**Problem statement**:
Print every entry word for word, but omit the pictures.

[Dataset excerpts on object pointing]
* * *

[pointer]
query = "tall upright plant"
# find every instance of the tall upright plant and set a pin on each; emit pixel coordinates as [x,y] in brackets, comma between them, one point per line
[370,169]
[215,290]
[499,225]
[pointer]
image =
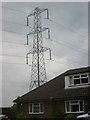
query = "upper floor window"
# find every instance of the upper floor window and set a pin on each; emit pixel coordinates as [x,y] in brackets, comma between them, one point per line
[36,108]
[77,80]
[74,106]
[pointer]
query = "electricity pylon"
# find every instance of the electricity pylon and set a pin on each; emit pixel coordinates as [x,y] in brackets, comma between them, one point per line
[38,71]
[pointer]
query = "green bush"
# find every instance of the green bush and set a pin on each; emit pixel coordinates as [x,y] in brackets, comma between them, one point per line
[20,116]
[69,117]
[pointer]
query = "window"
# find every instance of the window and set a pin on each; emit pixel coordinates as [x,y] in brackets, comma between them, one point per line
[80,79]
[75,106]
[36,108]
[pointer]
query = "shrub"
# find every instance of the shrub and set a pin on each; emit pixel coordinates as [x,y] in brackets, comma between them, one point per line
[69,117]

* * *

**Correct response**:
[pointer]
query = "tall upright plant"
# find every instance of the tall upright plant and set a pin on each; emit pixel coordinates as [x,y] in brackets, comma between them, one point per line
[370,169]
[215,290]
[499,225]
[pointer]
image =
query = "upper floor window"
# find every instance of the upper floor window and set a pin on each; emit pixel coordinates as [x,y] in brackets, comma between them, one point per line
[36,108]
[77,80]
[74,106]
[pointer]
query = "electricity pylon"
# find every instance of the electricity pylon and set a pin on each; emit pixel coordinates as [x,y] in brackets, comma between them, one point per line
[38,71]
[pointer]
query = "green bush"
# find every instance of the green bush and set a pin on each; emit pixel coordinates as [x,y] in brackets, comma between them, one point per line
[20,116]
[69,117]
[pointer]
query = "window"
# find every instance of the window and set a pin on each; emit pixel coordinates as [x,y] in brackets, comma between them, one point per line
[80,79]
[75,106]
[36,108]
[pointer]
query = "shrub"
# find every instance of the shrub and set a pin on each; emit pixel coordinates as [x,y] in brackets, comma between them, one point per line
[69,117]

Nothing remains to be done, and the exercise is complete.